§ Written instruction
Reproduce the data below in full, replacing every instance of "marker" with "pin" and leaving everything else unchanged.

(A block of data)
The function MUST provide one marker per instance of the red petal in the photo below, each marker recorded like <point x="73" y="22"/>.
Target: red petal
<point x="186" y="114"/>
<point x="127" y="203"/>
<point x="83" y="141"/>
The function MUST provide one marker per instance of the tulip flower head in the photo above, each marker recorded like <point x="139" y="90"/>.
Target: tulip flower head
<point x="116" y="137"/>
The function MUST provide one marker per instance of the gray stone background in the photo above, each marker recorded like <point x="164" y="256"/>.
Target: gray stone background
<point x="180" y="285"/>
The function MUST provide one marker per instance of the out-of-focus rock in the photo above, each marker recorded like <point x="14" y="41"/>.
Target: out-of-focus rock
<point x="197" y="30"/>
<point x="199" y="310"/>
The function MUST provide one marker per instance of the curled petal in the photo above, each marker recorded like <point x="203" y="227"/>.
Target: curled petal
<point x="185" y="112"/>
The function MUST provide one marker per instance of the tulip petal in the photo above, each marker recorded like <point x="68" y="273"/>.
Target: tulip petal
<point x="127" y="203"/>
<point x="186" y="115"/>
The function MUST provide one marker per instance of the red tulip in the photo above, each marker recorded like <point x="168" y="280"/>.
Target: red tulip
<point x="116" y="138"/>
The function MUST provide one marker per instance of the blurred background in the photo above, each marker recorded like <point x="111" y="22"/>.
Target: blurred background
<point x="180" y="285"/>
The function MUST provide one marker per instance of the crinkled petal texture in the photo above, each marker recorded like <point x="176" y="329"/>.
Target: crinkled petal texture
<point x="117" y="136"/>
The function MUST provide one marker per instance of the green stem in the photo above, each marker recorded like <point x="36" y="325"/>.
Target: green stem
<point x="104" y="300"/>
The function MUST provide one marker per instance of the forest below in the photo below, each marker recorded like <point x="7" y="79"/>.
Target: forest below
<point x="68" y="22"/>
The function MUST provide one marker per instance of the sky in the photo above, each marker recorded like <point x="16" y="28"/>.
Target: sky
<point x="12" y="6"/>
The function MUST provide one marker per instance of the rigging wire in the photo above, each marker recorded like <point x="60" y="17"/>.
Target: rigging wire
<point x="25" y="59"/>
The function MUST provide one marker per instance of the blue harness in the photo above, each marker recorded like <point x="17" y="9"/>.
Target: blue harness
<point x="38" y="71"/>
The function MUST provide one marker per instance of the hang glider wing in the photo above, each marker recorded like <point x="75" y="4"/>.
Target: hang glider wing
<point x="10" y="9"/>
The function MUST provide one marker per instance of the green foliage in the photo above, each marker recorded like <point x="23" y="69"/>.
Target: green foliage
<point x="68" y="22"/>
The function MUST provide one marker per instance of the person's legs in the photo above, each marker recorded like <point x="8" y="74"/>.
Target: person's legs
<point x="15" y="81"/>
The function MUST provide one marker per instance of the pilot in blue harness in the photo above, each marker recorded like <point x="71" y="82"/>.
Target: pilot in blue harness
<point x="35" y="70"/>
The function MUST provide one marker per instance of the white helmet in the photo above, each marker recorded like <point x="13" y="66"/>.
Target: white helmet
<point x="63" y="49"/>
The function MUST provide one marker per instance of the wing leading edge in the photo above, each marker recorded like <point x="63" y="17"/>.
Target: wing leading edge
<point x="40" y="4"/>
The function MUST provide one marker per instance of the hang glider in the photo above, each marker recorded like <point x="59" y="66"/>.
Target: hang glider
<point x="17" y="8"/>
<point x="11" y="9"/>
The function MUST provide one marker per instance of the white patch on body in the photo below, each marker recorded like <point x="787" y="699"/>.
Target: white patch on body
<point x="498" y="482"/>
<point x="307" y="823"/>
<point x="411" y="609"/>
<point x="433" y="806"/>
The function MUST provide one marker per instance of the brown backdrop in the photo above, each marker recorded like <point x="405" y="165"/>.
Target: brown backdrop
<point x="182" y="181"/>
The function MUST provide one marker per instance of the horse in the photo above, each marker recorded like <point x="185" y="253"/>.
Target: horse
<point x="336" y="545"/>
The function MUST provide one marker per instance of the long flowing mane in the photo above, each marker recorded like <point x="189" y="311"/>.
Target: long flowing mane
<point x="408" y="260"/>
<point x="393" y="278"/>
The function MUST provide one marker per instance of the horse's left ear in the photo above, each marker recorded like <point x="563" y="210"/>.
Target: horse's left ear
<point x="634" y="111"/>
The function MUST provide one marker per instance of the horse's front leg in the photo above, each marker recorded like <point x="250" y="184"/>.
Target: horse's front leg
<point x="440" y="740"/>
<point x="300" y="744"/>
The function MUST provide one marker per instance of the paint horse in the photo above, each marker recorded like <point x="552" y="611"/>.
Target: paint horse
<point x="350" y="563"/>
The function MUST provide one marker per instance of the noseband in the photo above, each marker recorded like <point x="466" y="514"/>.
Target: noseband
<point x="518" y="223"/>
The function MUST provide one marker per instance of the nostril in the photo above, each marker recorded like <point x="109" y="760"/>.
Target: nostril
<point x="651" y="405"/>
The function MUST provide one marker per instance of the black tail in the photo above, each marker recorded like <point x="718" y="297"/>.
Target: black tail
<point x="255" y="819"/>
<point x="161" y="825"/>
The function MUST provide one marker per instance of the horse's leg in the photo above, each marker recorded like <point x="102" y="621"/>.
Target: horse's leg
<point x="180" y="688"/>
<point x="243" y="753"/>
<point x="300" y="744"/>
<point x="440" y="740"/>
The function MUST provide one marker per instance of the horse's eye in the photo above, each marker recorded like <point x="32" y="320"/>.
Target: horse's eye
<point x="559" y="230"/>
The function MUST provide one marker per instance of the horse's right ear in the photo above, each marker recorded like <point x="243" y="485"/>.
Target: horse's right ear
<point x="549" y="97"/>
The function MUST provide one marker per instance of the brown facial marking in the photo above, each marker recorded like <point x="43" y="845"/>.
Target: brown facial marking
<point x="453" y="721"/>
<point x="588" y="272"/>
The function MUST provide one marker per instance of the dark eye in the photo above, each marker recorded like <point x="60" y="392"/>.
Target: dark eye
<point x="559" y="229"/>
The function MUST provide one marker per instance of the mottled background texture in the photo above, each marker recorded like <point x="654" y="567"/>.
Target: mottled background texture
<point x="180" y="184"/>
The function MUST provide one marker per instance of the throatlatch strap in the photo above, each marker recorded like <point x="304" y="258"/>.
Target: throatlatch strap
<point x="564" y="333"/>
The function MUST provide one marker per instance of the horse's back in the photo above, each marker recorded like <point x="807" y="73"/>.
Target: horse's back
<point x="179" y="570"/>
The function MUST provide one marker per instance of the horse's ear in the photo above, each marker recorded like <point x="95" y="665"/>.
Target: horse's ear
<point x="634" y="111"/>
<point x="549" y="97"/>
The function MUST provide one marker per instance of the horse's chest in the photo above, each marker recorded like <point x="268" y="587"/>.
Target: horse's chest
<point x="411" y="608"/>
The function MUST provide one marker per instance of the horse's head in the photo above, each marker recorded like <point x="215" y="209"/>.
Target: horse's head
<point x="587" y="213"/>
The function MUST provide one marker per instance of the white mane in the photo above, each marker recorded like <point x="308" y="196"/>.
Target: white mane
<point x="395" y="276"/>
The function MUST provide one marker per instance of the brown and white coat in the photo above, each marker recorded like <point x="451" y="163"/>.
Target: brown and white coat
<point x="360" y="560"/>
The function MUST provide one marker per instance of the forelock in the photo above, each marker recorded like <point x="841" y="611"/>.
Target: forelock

§ Solution for this task
The function MUST provide one pin per instance of the red petal in the photo below, each pin recorded like <point x="73" y="22"/>.
Target: red petal
<point x="186" y="114"/>
<point x="127" y="203"/>
<point x="83" y="141"/>
The function MUST provide one pin per instance of the tulip flower head in the photo above, each pin recorded like <point x="139" y="90"/>.
Target: tulip flower head
<point x="116" y="137"/>
The function MUST provide one pin per instance of the gray stone background in the photo above, each pin recorded like <point x="164" y="256"/>.
Target: gray stone background
<point x="180" y="285"/>
The function MUST provide one pin per instance of the out-of-focus rock in the photo above, each pin recorded like <point x="14" y="41"/>.
Target: out-of-focus rock
<point x="197" y="30"/>
<point x="199" y="310"/>
The function MUST provide one pin per instance of the curled petal in the photo above, each pin recorded like <point x="203" y="227"/>.
Target: curled petal
<point x="185" y="112"/>
The function MUST provide one pin per instance of the tulip petal in the photo above, each pin recorded like <point x="68" y="273"/>.
Target: tulip petal
<point x="127" y="203"/>
<point x="186" y="115"/>
The function MUST provide one pin per instance of the red tulip in the photo above, each pin recorded like <point x="168" y="280"/>.
Target: red tulip
<point x="116" y="138"/>
The function MUST provide one pin per instance of the blurred background in the photo above, each pin recorded like <point x="111" y="22"/>.
Target: blurred background
<point x="180" y="285"/>
The function MUST provide one pin per instance of the crinkled petal texture in the photo above, each pin recorded like <point x="176" y="329"/>.
Target: crinkled petal texture
<point x="117" y="136"/>
The function MUST provide one pin per instance of the green stem in the photo above, each pin recorded like <point x="36" y="325"/>.
Target: green stem
<point x="104" y="300"/>
The function MUST provide one pin per instance of the forest below in the photo below, each pin recorded like <point x="7" y="79"/>.
Target: forest below
<point x="68" y="22"/>
The function MUST provide one pin per instance of the sky in the photo above, each pin recorded like <point x="16" y="28"/>.
Target: sky
<point x="12" y="6"/>
The function MUST provide one pin per instance of the rigging wire in the photo above, each pin recorded like <point x="60" y="17"/>.
Target: rigging wire
<point x="25" y="59"/>
The function MUST provide one pin per instance of the blue harness in the photo above, each pin recorded like <point x="17" y="9"/>.
Target: blue harness
<point x="38" y="71"/>
The function MUST provide one pin per instance of the hang glider wing in the photo above, each pin recorded like <point x="75" y="4"/>.
Target: hang glider wing
<point x="10" y="9"/>
The function MUST provide one pin per instance of the green foliage in the photo above, each pin recorded like <point x="23" y="69"/>.
Target: green foliage
<point x="68" y="22"/>
The function MUST provide one pin per instance of the person's legs in the photo above, each pin recorded like <point x="8" y="74"/>.
Target: person's legs
<point x="15" y="81"/>
The function MUST provide one pin per instance of the pilot in blue harness in the photo above, each pin recorded like <point x="71" y="82"/>.
Target: pilot in blue harness
<point x="35" y="70"/>
The function MUST provide one pin per instance of the white helmet in the photo above, each pin recorded like <point x="13" y="66"/>.
Target: white helmet
<point x="63" y="49"/>
The function MUST provide one pin per instance of the wing leading edge in the photo above, each pin recorded like <point x="63" y="17"/>.
Target: wing leading edge
<point x="40" y="4"/>
The function MUST provide one pin per instance of the hang glider in the photo above, each pin recorded like <point x="59" y="66"/>.
Target: hang glider
<point x="17" y="8"/>
<point x="11" y="9"/>
The function MUST provide one pin per instance of the white patch on body in the photo below, each pin recorded like <point x="787" y="699"/>.
Target: white patch on body
<point x="498" y="482"/>
<point x="307" y="823"/>
<point x="411" y="609"/>
<point x="433" y="806"/>
The function MUST provide one pin per instance of the brown backdrop in the photo above, each pin recorded like <point x="405" y="165"/>.
Target: brown backdrop
<point x="182" y="181"/>
The function MUST provide one pin per instance of the horse in the photo above, each pin recorded like <point x="185" y="253"/>.
Target: horse
<point x="336" y="545"/>
The function MUST provide one pin per instance of the long flowing mane in the photo above, each pin recorded like <point x="189" y="311"/>.
Target: long flowing mane
<point x="408" y="260"/>
<point x="393" y="278"/>
The function MUST provide one pin per instance of the horse's left ear in the photo above, each pin recorded like <point x="563" y="210"/>.
Target: horse's left ear
<point x="634" y="111"/>
The function MUST provide one pin per instance of the horse's front leg in the photo above, each pin recorded like <point x="250" y="184"/>.
Target: horse's front leg
<point x="440" y="740"/>
<point x="300" y="744"/>
The function MUST provide one pin per instance of the paint horse in the photo above, each pin recorded like <point x="552" y="611"/>.
Target: paint horse
<point x="350" y="563"/>
The function MUST provide one pin per instance of the noseband in the photo above, each pin recorded like <point x="466" y="514"/>.
Target: noseband
<point x="518" y="223"/>
The function MUST provide one pin per instance of the nostril in the photo above, each pin recorded like <point x="109" y="760"/>.
Target: nostril
<point x="651" y="405"/>
The function MUST provide one pin per instance of the black tail in the photo above, each pin recorded like <point x="718" y="297"/>.
Target: black tail
<point x="255" y="819"/>
<point x="161" y="825"/>
The function MUST provide one pin per instance of the horse's leg in the photo above, each pin recorded like <point x="102" y="621"/>.
Target: horse's leg
<point x="180" y="688"/>
<point x="243" y="753"/>
<point x="300" y="744"/>
<point x="440" y="740"/>
The function MUST provide one pin per instance of the horse's eye in the photo above, each pin recorded like <point x="32" y="320"/>.
Target: horse's eye
<point x="559" y="230"/>
The function MUST provide one pin per instance of the horse's right ear in the photo above, each pin recorded like <point x="243" y="485"/>.
Target: horse's right ear
<point x="549" y="97"/>
The function MUST provide one pin per instance of the brown facial marking in the photo above, each pin recorded like <point x="43" y="845"/>.
Target: brown facial marking
<point x="453" y="721"/>
<point x="588" y="272"/>
The function MUST provide one pin per instance of the dark eye in the photo above, each pin recorded like <point x="60" y="392"/>.
Target: dark eye
<point x="559" y="229"/>
The function MUST provide one pin per instance of the mottled background texture in the photo above, each pin recorded like <point x="654" y="567"/>.
Target: mottled background texture
<point x="180" y="184"/>
The function MUST provide one pin per instance of the throatlatch strap in the photo above, each pin recorded like <point x="304" y="258"/>.
Target: throatlatch strap
<point x="564" y="333"/>
The function MUST provide one pin per instance of the horse's back in the photo above, each pin recorded like <point x="807" y="73"/>.
Target: horse's back
<point x="179" y="570"/>
The function MUST provide one pin per instance of the horse's ear in the photo above, each pin recorded like <point x="95" y="665"/>.
Target: horse's ear
<point x="634" y="111"/>
<point x="549" y="97"/>
The function MUST provide one pin per instance of the horse's chest in the photo above, each pin recorded like <point x="268" y="587"/>.
Target: horse's chest
<point x="411" y="608"/>
The function MUST provide one pin per instance of the horse's head in the photo above, each pin recorded like <point x="215" y="209"/>.
Target: horse's head
<point x="587" y="213"/>
The function MUST provide one pin per instance of the white mane in the photo above, each pin recorded like <point x="308" y="196"/>.
Target: white mane
<point x="395" y="276"/>
The function MUST provide one pin per instance of the brown and white coat in the photo above, each pin recorded like <point x="451" y="163"/>.
Target: brown and white coat
<point x="360" y="560"/>
The function MUST provide one pin per instance of the forelock in the photo above, each pin recorded like <point x="841" y="611"/>.
Target: forelock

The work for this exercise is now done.